### Supplied data ###
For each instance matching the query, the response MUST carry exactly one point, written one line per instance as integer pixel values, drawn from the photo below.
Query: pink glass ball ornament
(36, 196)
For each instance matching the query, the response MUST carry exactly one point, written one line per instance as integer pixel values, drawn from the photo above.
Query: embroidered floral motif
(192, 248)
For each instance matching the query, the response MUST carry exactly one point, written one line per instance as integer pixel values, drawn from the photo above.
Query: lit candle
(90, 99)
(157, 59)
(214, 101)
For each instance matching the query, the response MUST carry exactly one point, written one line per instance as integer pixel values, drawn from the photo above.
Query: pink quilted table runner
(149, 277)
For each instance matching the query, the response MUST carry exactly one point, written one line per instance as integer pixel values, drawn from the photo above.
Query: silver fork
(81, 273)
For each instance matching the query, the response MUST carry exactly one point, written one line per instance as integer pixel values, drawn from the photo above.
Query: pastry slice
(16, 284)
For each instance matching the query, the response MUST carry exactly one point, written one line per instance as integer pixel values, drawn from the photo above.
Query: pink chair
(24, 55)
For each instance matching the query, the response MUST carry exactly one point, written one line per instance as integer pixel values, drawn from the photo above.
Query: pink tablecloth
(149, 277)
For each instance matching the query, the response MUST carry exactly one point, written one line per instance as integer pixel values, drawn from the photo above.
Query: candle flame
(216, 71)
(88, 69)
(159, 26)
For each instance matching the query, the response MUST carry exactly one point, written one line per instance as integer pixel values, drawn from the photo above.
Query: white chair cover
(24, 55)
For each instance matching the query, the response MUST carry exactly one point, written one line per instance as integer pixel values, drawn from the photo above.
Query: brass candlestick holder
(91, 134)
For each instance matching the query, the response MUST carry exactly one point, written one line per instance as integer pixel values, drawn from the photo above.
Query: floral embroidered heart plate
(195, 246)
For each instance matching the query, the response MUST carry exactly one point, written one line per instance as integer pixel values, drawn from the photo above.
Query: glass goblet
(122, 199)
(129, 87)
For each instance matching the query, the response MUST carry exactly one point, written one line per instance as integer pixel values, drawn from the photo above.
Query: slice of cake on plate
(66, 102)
###
Challenge
All entries shown above should be printed again exactly.

Complete response
For each instance matching the query, the response MUST carry exactly one point, written one line per instance as integer pixel values, drawn from the photo below.
Query: pink glass ball ornament
(36, 196)
For each instance matching the query, the response MUST carry exactly one point, written one line per instance as integer pixel values, drawn from the photo above.
Query: embroidered floral motif
(192, 248)
For each instance matching the query, the response MUST carry exactly one point, written one line per instance as integer pixel values, drawn from the photo above.
Query: lit candle
(90, 99)
(157, 59)
(214, 101)
For each instance matching the query, the response MUST carry exactly one point, written one line per instance as integer pixel values, drawn from the photo above.
Query: pink quilted table runner
(149, 277)
For each instance matching the query, the response MUST carry exactly one point, written one line per instance as integer pixel values, drawn from the photo above.
Query: silver fork
(81, 273)
For each instance matching the query, the response MUST carry exactly one point, written one line per instance as integer pixel values, drawn from the photo above.
Query: pastry slice
(16, 284)
For each instance matching the query, the response MUST carry exactly one point, written one line per instance as integer pixel values, drawn from the photo above.
Query: pink chair
(24, 55)
For each instance matching the query, the response MUST carry exactly one point, written one line per instance as integer pixel values, drawn from the photo above.
Query: pink tablecloth
(149, 277)
For each instance matching the query, the response MUST carry exactly one point, written one line per instance as integer pixel values, drawn from the photo above.
Query: candle flame
(216, 71)
(88, 69)
(159, 26)
For each instance matching the query, the response MUST carry exactly one point, written one line per instance as integer pixel values, drawn from the photo above.
Query: white chair cover
(24, 55)
For each instance matching the query, the response MUST carry exactly one point, written one line per instance as integer pixel values, drawn from the photo above.
Query: brass candlestick holder
(91, 134)
For each instance matching the query, the response MUST carry exactly one point, written one line per instance as integer pixel values, drawn from the photo above.
Query: floral embroidered heart plate
(195, 246)
For each instance matching the query, the response MUST carry exactly one point, written one line per instance as integer pixel values, drawn from the photo above.
Query: glass goblet
(122, 199)
(129, 87)
For each instance matching the query, the response MUST carry exactly one point, written one line per instance as integer pixel values, drawn from the photo above.
Query: slice of cake on plate
(66, 102)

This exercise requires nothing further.